> [Texte retenu]:
:::::

Le nouveau décret inscription, étrennes 2010, enfin un cadeau pour les familles et les écoles ?

L’emballage du cadeau est multicolore et semble séduisant. C’est à la veille de Noël que
les derniers rubans de couleur, ont scellé le paquet avant son envoi au Conseil d’Etat.
Avant d’examiner si ce dernier essai de décret, probable « bon compromis politique »,
apporte une plus-value pour les familles et équipes enseignantes par rapport à la situation
antérieure prenons le temps d’ouvrir le paquet et d’en découvrir progressivement son
contenu.
Passons sur les priorités, qui relèvent du bon sens, telles que la fratrie (qui peut aussi être
un piège si l’école de l’ainé ne sied pas au cadet), les élèves internes, les enfants à besoins
spécifiques. Notons en passant le privilège de la priorité accordée aux enfants dont l’un des
parents travaille dans l’établissement ! N’épiloguons pas concernant la priorité adossement.
Créé ex nihilo pour les besoins du législateur, ce concept nie l’histoire plurielle de nos
écoles et les liens tissés entre elles. Depuis sa création pour les besoins du premier décret
Arena, l’adossement fait l’objet d’affrontements entre ses partisans et ses opposants
illustrant parfaitement l’intérêt d’appliquer la politique du « diviser pour régner… »
Après les priorités s’ajoutent ensuite pour chaque enfant des critères « transparents » aux
pondérations décroissantes et dont la complexe multiplication entre eux sont destinés à
départager objectivement les enfants entre eux, en cas de demandes d’inscriptions trop
nombreuses dans une école.
Les premiers critères sont des rubans oranges : l’un est un critère nommé partenariats
pédagogiques qui, s’ils répondent à de nombreuses conditions, offrent une pondération
assez neutre.
Le second ruban orange est la possibilité laissée à la CIRI (commission inter-réseaux des
inscriptions) d’autoriser une école à augmenter d’une unité par classe le nombre d’élèves
en cas de « force majeure ».

:::::

> [Consignes de l'exercice]:
A - Répondez à ces questions sur le texte consacré au décret inscription :
(i) À quel moment les derniers rubans ont-ils scellé le paquet avant son envoi au Conseil d'État ?
(ii) Que désigne le sigle CIRI ?
(iii) Depuis quand l'adossement fait-il l'objet d'affrontements entre partisans et opposants ?
B - Rédigez la suite du texte sur le décret inscription, en reprenant après sa dernière phrase.
Les lignes ci-dessous proviennent d'une source distincte du texte.

> [Données extraites]:
:::::

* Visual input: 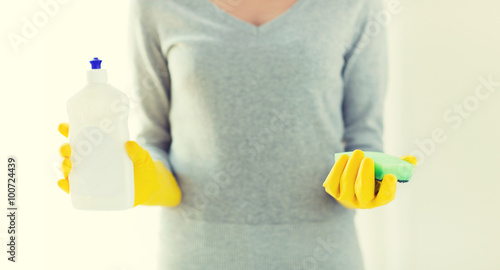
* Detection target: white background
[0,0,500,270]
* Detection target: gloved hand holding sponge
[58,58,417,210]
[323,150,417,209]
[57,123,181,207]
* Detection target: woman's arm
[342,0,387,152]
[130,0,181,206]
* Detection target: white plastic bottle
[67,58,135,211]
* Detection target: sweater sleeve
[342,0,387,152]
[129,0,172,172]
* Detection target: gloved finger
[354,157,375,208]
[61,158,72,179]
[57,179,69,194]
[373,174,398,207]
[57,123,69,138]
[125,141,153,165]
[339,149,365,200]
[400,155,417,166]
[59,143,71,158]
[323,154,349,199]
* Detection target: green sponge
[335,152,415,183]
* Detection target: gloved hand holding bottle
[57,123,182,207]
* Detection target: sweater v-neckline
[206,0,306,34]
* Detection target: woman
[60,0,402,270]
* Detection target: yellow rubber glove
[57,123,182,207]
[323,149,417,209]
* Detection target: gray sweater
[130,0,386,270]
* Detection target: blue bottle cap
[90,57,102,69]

:::::

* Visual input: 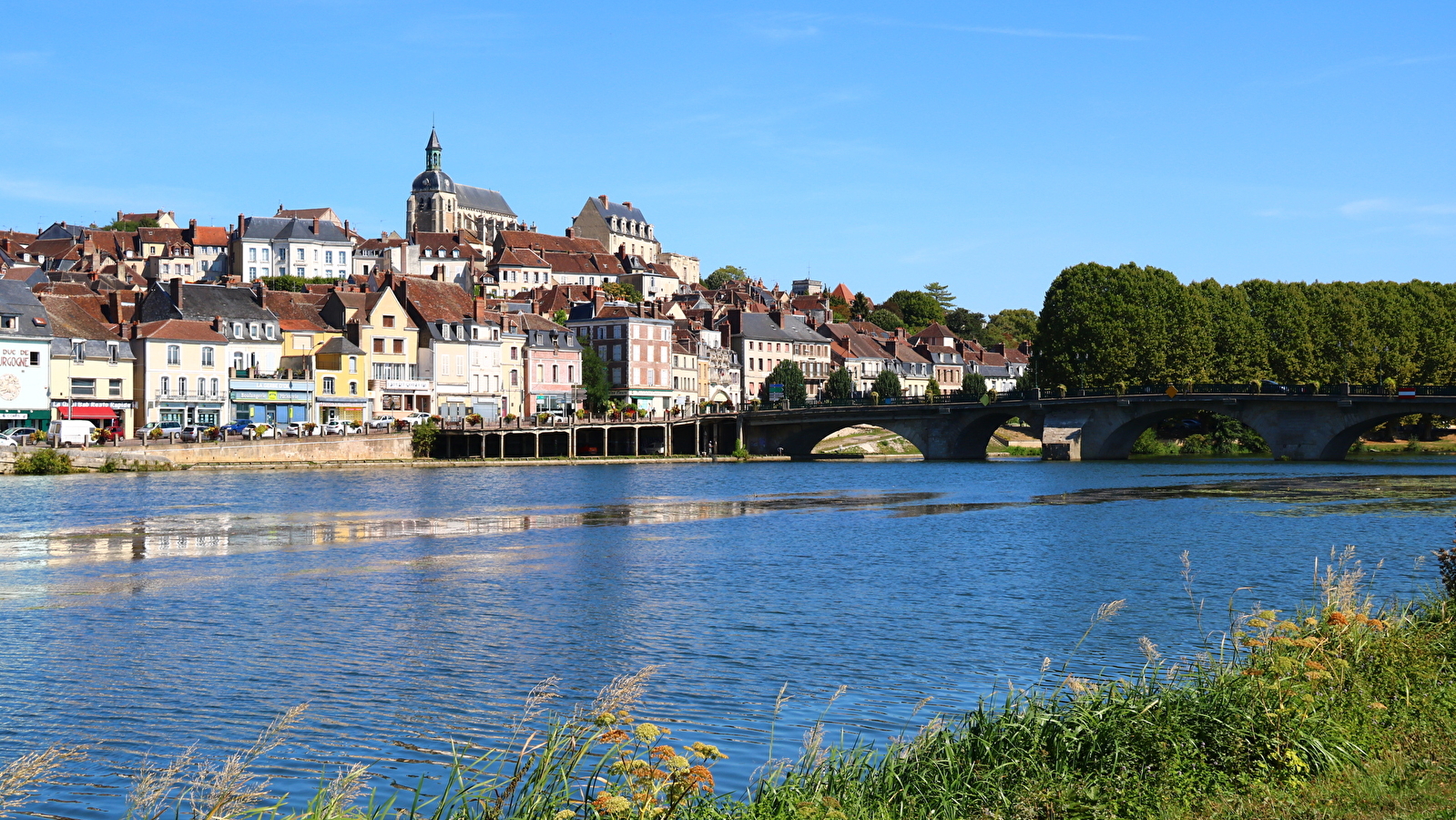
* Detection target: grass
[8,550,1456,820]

:::::

> [Réponses par consigne]:
A -
(i) À la veille de Noël.
(ii) La commission inter-réseaux des inscriptions.
(iii) Depuis sa création pour les besoins du premier décret Arena.

B -
Le carton d’emballage est vert intense et imprègne fortement le contenu du paquet :
c’est le critère géographique.
Il se décline sous trois modalités :
• La proximité école primaire, domicile de l’enfant au moment de son inscription.
• La proximité de l’école secondaire du réseau par rapport au domicile de l’enfant.
Ces deux premiers critères de départage apportent la cote pondérée maximale de manière
indélébile.
• Le troisième critère géographique est la proximité de l’école primaire de l’enfant par
rapport à l’école secondaire choisie qui offre une cote substantielle.
Le carton rouge, la mixité sociale, est le coeur du décret de cette nouvelle année. Ainsi,
tout enfant inscrit en primaire dans un établissement reconnu par l’administration comme
scolarisant 40% des moins favorisés, reçoit une priorité pour occuper 20 % des places de
chaque école. S’y ajoute 20% de places mises à la disposition de la CIRI initiant ainsi le
processus de centralisation des inscriptions transformant une démarche entre responsables
d’un enfant/élève en un acte strictement administratif.
Un carton noir s’est glissé dans le projet de décret à l’insu de ses créateurs c’est le risque
accru de création de nouvelles écoles privées. Effet inverse de l’objectif de mixité sociale
proclamé et éloignant d’autant l’indispensable nécessité de « faire école ensemble ».
Après ce bref déballage du projet coloré de ce décret, tentons d’en inventorier les
avantages et inconvénients nous référant à la situation initiale d’il y a trois ans… avant tout
décret autre que le décret Missions.
Nous pouvons souligner les points positifs :
• Des critères d’évaluation du dispositif décrété sont enfin prévus !
• Parce qu’ils sont un des facteurs augmentant le taux de réussite, nous ne pouvons
qu’ applaudir le choix du critère incitant à la création de partenariats pédagogiques
entre écoles primaires et secondaires.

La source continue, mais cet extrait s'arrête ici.